___ VASTGELEGDE GEGEVENS

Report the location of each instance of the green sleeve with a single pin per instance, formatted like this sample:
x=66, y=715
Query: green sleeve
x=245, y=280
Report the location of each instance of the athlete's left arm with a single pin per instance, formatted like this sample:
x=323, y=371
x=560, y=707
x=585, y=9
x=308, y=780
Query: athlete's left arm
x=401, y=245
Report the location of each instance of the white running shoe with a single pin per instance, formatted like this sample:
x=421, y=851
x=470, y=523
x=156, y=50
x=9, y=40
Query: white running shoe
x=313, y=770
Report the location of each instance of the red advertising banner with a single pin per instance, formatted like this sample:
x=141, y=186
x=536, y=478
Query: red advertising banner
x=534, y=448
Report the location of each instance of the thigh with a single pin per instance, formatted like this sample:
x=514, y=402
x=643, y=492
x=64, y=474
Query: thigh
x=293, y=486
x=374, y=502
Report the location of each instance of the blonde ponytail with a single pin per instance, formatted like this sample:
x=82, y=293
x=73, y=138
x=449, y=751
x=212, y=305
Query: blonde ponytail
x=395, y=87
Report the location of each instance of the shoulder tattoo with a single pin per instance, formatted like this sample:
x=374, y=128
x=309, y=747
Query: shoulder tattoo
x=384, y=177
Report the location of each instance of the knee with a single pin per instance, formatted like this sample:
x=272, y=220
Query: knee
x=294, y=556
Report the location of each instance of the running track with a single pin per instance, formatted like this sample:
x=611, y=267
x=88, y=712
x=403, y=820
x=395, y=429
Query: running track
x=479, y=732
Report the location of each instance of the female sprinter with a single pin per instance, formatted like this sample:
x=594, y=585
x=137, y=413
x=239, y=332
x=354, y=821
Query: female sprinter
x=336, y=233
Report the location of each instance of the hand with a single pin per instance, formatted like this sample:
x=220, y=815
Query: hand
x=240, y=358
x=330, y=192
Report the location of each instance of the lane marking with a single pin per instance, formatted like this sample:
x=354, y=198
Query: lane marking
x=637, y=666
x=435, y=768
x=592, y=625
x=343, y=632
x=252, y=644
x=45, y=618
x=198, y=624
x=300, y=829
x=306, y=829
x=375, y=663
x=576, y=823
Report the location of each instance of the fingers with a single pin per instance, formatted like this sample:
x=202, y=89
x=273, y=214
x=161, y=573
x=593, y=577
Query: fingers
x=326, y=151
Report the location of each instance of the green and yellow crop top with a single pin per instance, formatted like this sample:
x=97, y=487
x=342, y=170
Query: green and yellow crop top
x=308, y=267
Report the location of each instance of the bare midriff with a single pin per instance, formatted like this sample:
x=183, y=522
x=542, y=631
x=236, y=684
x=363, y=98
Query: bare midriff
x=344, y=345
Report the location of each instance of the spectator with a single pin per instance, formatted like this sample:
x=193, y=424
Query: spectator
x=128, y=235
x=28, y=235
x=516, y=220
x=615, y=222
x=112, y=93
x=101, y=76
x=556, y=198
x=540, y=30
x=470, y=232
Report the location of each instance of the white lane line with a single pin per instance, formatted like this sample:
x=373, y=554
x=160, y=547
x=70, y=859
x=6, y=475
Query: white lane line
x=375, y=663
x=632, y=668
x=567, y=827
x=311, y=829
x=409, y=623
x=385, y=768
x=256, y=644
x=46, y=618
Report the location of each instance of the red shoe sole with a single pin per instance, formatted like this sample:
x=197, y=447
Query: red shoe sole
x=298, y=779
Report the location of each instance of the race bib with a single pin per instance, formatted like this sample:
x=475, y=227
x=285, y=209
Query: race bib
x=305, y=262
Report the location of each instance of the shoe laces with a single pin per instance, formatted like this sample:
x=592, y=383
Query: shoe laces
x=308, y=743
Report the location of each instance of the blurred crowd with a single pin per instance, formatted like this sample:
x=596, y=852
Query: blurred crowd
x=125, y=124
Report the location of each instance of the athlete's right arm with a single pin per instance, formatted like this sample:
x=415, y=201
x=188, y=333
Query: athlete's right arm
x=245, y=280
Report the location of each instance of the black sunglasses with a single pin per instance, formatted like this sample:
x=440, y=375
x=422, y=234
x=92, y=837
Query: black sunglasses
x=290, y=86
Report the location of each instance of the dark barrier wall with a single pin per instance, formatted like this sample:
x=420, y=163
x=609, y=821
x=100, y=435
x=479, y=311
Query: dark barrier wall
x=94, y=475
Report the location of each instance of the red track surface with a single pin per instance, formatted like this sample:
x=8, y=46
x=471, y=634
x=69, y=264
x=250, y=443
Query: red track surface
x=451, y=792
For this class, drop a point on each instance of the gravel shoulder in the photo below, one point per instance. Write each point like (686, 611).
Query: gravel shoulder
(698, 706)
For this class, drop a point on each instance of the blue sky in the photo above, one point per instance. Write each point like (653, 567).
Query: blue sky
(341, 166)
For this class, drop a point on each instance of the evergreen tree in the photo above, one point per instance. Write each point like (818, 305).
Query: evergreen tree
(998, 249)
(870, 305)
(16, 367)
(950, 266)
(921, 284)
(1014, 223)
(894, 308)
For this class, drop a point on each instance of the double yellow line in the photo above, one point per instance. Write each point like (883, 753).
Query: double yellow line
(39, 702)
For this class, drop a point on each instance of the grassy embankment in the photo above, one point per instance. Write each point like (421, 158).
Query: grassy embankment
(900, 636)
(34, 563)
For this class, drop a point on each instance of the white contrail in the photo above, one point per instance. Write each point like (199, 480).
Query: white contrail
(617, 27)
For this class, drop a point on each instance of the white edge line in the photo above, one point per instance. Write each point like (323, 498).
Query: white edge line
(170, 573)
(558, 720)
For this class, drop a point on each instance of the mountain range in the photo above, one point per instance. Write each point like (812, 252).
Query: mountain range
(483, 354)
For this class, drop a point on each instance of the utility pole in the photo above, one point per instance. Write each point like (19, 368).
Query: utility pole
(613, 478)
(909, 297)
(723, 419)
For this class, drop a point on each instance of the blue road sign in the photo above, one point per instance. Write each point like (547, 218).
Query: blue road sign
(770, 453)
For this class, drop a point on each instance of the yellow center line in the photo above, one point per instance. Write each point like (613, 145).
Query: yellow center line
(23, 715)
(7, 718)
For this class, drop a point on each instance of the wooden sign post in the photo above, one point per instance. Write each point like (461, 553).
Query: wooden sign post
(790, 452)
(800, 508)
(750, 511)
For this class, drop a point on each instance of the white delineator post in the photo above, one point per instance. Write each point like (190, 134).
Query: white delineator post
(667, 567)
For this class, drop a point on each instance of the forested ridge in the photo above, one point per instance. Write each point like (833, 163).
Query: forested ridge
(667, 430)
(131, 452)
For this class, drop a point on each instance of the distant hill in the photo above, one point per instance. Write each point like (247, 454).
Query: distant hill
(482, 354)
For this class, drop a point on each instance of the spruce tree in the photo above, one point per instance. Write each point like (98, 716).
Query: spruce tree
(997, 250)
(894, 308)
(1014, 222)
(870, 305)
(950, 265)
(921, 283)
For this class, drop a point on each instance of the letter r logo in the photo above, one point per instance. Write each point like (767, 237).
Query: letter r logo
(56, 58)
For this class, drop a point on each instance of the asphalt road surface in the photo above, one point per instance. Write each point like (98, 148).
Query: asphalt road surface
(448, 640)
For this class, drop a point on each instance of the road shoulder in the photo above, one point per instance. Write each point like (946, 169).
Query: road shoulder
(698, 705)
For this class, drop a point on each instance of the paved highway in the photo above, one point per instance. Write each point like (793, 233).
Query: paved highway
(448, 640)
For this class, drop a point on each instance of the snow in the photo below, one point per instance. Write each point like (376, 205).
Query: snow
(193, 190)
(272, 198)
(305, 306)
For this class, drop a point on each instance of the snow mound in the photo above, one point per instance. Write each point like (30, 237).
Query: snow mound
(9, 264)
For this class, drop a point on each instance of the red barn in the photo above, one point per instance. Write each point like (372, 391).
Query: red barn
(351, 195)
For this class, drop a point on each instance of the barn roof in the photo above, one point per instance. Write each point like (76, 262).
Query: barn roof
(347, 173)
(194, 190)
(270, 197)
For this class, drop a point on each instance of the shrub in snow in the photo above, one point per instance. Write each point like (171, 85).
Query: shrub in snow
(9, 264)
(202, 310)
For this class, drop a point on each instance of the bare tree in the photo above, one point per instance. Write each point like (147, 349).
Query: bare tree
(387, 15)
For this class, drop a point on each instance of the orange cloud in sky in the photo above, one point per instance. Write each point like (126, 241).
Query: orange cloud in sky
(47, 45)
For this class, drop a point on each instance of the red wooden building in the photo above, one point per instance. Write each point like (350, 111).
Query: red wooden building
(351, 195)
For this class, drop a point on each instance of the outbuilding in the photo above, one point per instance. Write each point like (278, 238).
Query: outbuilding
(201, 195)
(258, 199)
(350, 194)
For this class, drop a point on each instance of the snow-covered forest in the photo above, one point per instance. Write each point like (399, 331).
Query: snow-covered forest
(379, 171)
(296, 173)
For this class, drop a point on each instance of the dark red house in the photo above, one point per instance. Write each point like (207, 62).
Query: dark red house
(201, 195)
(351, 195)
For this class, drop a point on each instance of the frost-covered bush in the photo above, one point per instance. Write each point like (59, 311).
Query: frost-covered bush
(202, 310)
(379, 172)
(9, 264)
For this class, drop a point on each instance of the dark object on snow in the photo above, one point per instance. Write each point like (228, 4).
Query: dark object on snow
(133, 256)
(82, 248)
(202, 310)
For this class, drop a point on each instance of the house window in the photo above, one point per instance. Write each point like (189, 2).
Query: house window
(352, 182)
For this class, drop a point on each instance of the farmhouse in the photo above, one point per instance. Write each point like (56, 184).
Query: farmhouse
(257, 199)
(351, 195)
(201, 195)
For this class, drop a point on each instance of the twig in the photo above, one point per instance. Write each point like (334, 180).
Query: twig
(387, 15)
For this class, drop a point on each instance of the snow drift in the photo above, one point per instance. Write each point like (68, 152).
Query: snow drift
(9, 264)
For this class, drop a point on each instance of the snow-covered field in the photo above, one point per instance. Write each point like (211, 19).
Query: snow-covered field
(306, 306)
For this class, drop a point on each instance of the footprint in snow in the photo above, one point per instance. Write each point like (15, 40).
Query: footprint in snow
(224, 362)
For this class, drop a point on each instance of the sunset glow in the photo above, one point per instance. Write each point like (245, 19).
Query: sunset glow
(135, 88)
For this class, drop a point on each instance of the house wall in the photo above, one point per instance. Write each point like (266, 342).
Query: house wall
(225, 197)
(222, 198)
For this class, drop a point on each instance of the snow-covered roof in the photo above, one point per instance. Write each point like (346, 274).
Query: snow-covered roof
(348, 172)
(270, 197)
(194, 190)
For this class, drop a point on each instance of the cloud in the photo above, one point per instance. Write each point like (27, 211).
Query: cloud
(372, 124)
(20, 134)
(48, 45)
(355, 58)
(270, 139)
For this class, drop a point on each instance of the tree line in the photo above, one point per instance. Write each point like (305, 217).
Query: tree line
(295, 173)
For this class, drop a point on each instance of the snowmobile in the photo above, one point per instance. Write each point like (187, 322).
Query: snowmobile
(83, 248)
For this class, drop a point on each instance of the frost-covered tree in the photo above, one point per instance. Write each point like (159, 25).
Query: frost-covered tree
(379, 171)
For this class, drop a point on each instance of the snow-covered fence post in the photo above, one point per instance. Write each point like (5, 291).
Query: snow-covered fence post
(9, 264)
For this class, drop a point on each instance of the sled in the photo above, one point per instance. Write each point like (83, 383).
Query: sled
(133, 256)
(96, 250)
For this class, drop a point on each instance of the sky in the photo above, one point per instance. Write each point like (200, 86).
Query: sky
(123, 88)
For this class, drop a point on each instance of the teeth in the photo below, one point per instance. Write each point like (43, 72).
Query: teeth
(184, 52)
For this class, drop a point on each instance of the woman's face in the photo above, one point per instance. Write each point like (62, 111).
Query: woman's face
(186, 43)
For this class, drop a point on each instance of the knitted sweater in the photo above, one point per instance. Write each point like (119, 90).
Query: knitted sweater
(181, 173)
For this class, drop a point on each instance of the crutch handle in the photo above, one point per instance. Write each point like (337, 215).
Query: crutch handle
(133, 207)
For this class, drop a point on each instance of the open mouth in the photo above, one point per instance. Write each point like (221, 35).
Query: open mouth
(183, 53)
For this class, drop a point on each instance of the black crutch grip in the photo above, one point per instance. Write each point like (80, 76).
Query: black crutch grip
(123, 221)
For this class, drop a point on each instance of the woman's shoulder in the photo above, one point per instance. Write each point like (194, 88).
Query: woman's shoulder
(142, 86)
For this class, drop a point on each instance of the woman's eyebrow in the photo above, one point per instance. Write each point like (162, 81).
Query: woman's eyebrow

______

JOUW DOEL: Geef letterlijk de regels van de gegevens terug vanaf de regel met "like (43, 72)." tot en met het einde van de gegevens. Die beginregel hoort er ook bij.

HET ANTWOORD:
For this class, drop a point on each instance of the teeth in the photo below, one point per instance. Write each point like (43, 72).
Query: teeth
(184, 52)
For this class, drop a point on each instance of the woman's face in the photo above, one point per instance. Write each point like (62, 111).
Query: woman's face
(186, 43)
For this class, drop a point on each instance of the knitted sweater in the photo above, one point per instance. Write each point like (119, 90).
Query: knitted sweater
(181, 173)
For this class, drop a point on each instance of the crutch handle in the photo above, one point per instance. Write each point like (337, 215).
Query: crutch handle
(133, 207)
For this class, drop a point on each instance of the open mouth in the photo above, one point per instance. Write each point like (221, 35).
Query: open mouth
(183, 53)
For this class, drop a point on each instance of the black crutch grip in the photo above, one point per instance. Write each point like (80, 76).
Query: black crutch grip
(123, 221)
For this class, drop a point on each instance of the woman's shoulder in the photo above, one point per instance. Write each point like (194, 88).
Query: woman's shoulder
(142, 86)
For this class, drop a point on each instance of the woman's eyebrow in the photo above, one point per instance. Write each point like (162, 81).
Query: woman's eyebrow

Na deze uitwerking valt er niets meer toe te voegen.